THE REQUEST:
Exactly reproduce the line that contains "Target: smiling girl" and all lines after it in the entries below, through the very last line.

----------------

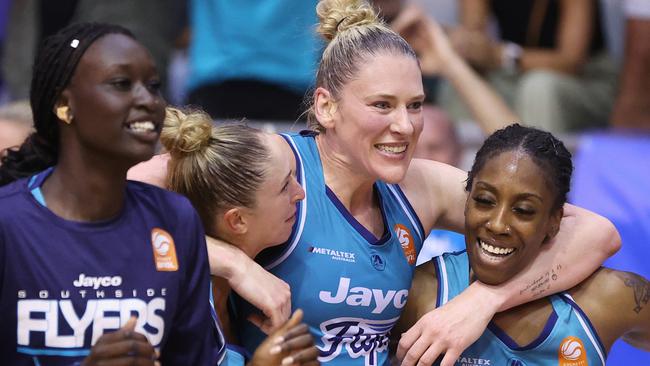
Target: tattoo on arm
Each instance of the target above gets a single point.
(640, 288)
(539, 286)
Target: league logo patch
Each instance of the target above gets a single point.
(406, 241)
(572, 352)
(164, 251)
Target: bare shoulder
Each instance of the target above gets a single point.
(616, 302)
(432, 188)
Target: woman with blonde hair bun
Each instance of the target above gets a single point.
(241, 181)
(351, 255)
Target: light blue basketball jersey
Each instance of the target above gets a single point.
(568, 339)
(351, 285)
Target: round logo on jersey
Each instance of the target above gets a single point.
(164, 251)
(378, 262)
(572, 352)
(406, 241)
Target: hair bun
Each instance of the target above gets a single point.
(337, 16)
(186, 132)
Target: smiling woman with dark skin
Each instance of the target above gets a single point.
(517, 189)
(95, 269)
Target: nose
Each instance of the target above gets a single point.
(297, 193)
(498, 221)
(402, 123)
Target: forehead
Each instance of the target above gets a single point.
(515, 171)
(388, 73)
(114, 51)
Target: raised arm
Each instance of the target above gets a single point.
(437, 57)
(584, 241)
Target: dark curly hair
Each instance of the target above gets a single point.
(546, 150)
(54, 66)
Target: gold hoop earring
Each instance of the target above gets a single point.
(63, 113)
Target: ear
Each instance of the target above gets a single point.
(62, 109)
(325, 107)
(554, 224)
(235, 221)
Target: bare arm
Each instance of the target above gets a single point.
(582, 244)
(438, 57)
(252, 282)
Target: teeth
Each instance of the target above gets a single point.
(391, 149)
(495, 250)
(145, 126)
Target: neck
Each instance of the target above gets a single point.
(80, 190)
(241, 241)
(353, 189)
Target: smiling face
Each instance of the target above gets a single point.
(378, 117)
(115, 102)
(271, 219)
(508, 216)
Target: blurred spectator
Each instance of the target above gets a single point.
(32, 20)
(15, 125)
(439, 141)
(251, 58)
(550, 64)
(609, 176)
(632, 108)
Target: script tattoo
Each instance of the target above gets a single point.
(540, 285)
(640, 288)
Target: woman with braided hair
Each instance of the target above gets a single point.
(517, 188)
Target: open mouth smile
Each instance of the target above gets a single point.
(494, 250)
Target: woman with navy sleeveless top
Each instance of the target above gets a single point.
(95, 269)
(517, 187)
(367, 207)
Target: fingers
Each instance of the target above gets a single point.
(128, 348)
(407, 340)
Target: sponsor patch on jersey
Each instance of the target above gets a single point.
(572, 352)
(337, 255)
(164, 251)
(471, 361)
(406, 241)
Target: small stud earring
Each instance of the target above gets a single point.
(63, 113)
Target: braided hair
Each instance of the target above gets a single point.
(544, 149)
(54, 66)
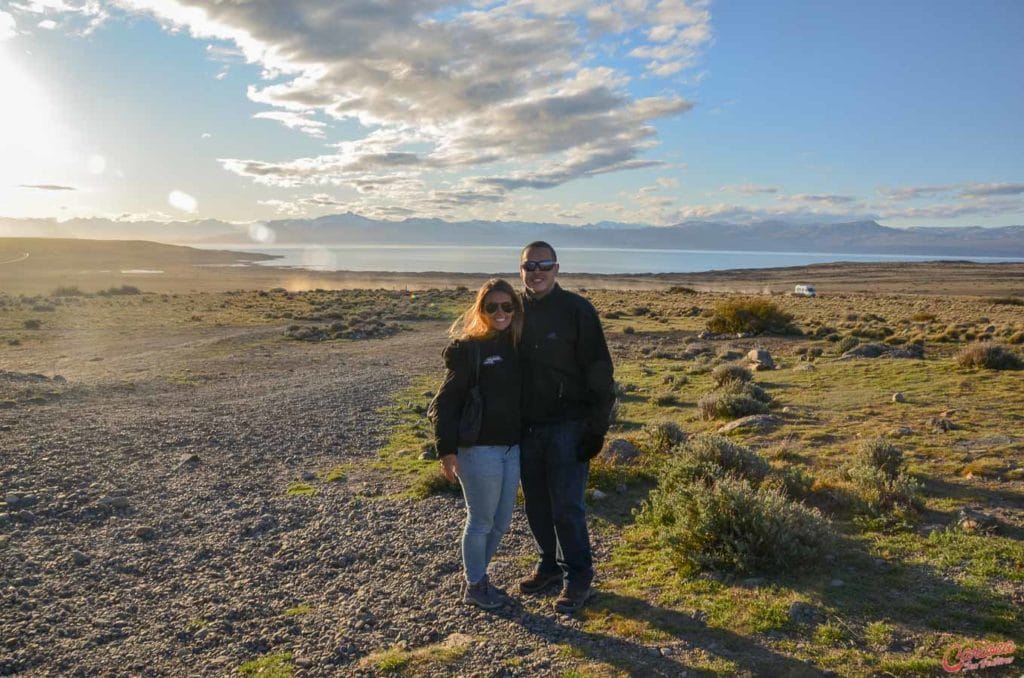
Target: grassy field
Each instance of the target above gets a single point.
(896, 589)
(896, 592)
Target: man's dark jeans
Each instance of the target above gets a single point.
(553, 483)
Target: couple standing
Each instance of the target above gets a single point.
(543, 369)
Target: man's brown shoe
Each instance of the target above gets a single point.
(539, 581)
(572, 598)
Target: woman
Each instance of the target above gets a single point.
(482, 351)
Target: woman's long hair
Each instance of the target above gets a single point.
(473, 324)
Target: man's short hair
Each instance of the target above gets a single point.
(538, 244)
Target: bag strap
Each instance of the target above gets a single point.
(476, 363)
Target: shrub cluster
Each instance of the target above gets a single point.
(733, 400)
(878, 474)
(750, 315)
(724, 374)
(713, 508)
(989, 355)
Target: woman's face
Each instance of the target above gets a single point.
(498, 308)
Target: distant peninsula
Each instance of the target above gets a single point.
(864, 237)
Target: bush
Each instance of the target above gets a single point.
(879, 477)
(748, 388)
(728, 405)
(991, 356)
(124, 290)
(708, 457)
(847, 343)
(732, 525)
(751, 315)
(663, 436)
(724, 374)
(71, 291)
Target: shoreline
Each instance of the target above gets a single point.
(94, 265)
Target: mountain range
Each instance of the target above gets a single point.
(778, 236)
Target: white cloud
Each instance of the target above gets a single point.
(294, 121)
(8, 27)
(989, 189)
(749, 188)
(96, 164)
(182, 201)
(913, 193)
(477, 100)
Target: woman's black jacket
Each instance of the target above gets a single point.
(500, 380)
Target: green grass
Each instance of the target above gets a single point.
(269, 666)
(431, 659)
(300, 490)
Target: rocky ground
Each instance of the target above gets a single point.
(145, 526)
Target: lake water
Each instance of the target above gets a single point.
(423, 258)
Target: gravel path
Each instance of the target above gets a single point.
(144, 525)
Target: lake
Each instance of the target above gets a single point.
(463, 259)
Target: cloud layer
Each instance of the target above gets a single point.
(459, 102)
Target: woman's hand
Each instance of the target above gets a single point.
(450, 467)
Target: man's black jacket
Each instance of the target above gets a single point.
(500, 385)
(567, 371)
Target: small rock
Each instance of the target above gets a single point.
(145, 533)
(620, 451)
(973, 520)
(802, 612)
(761, 359)
(759, 423)
(188, 459)
(942, 424)
(114, 501)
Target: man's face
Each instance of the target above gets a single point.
(538, 282)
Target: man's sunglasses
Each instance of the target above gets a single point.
(492, 307)
(544, 264)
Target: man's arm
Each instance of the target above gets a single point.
(595, 366)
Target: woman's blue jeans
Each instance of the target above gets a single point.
(489, 477)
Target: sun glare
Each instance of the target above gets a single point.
(34, 145)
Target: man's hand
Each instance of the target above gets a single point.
(590, 446)
(450, 467)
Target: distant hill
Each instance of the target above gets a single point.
(778, 236)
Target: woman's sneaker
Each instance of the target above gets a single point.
(482, 595)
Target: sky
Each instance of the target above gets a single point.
(558, 111)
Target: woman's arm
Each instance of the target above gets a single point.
(445, 409)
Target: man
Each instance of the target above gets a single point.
(567, 393)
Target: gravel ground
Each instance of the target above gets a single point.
(144, 526)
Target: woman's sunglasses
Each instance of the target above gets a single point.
(492, 307)
(544, 264)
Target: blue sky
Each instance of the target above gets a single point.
(560, 111)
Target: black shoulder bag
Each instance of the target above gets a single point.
(472, 409)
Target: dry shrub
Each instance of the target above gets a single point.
(880, 481)
(752, 315)
(726, 405)
(735, 525)
(724, 374)
(990, 356)
(663, 436)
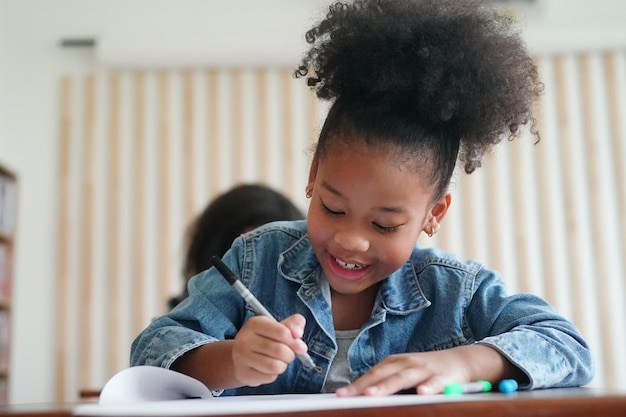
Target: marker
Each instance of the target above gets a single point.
(255, 304)
(469, 388)
(508, 386)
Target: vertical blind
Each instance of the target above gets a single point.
(143, 152)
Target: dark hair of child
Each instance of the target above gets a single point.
(232, 213)
(415, 74)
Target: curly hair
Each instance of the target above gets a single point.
(451, 77)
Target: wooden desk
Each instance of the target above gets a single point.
(571, 402)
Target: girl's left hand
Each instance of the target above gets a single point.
(429, 372)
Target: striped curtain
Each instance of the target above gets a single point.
(143, 152)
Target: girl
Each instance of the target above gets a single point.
(415, 86)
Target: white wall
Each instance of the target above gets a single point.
(30, 65)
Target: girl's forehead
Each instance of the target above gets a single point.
(384, 152)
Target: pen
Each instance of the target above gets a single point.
(253, 302)
(469, 388)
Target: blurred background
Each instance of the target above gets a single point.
(120, 120)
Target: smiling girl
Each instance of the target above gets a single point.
(416, 87)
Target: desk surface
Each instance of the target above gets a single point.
(570, 402)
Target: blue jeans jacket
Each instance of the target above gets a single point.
(435, 301)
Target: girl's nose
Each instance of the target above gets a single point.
(352, 241)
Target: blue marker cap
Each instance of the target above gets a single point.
(508, 386)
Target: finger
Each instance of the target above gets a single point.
(432, 385)
(386, 379)
(295, 324)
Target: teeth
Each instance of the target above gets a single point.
(349, 266)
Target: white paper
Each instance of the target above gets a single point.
(140, 384)
(152, 391)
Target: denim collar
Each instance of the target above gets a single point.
(400, 293)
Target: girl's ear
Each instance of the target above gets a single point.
(312, 176)
(436, 215)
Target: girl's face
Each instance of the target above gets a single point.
(367, 211)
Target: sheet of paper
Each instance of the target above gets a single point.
(139, 384)
(145, 390)
(261, 404)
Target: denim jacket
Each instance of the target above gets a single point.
(434, 301)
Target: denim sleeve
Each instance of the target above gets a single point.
(213, 311)
(529, 333)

----------------

FINAL ANSWER:
Target: smiling girl
Each instance of the target above gets a single point.
(416, 87)
Target: desk surface
Each instance of the target above gets a single point.
(570, 402)
Target: blue jeans jacket
Each instance of the target above gets a single point.
(435, 301)
Target: girl's nose
Each instance of the target above gets a single point.
(352, 241)
Target: blue marker cap
Each instance of the target above gets a single point.
(508, 386)
Target: finger
Each instance of the target above gets a single point.
(432, 385)
(386, 379)
(295, 324)
Target: teeth
Each instance of the target above gets a single point.
(349, 266)
Target: white paper
Each instance of the target above gets a single point.
(140, 384)
(152, 391)
Target: denim collar
Each instance of the target above gets a single point.
(400, 293)
Target: girl's ear
Each instance of the target above gets a single point.
(312, 176)
(436, 215)
Target: girl's face
Each instance of the target above gets a single point.
(367, 211)
Target: sheet of paper
Each instance of the target above gets a single point.
(139, 384)
(145, 390)
(261, 404)
Target: denim jacket
Each instance of the target above gets a single point.
(434, 301)
Target: denim sleeve
Each instance of the target above gets a single point.
(213, 311)
(529, 333)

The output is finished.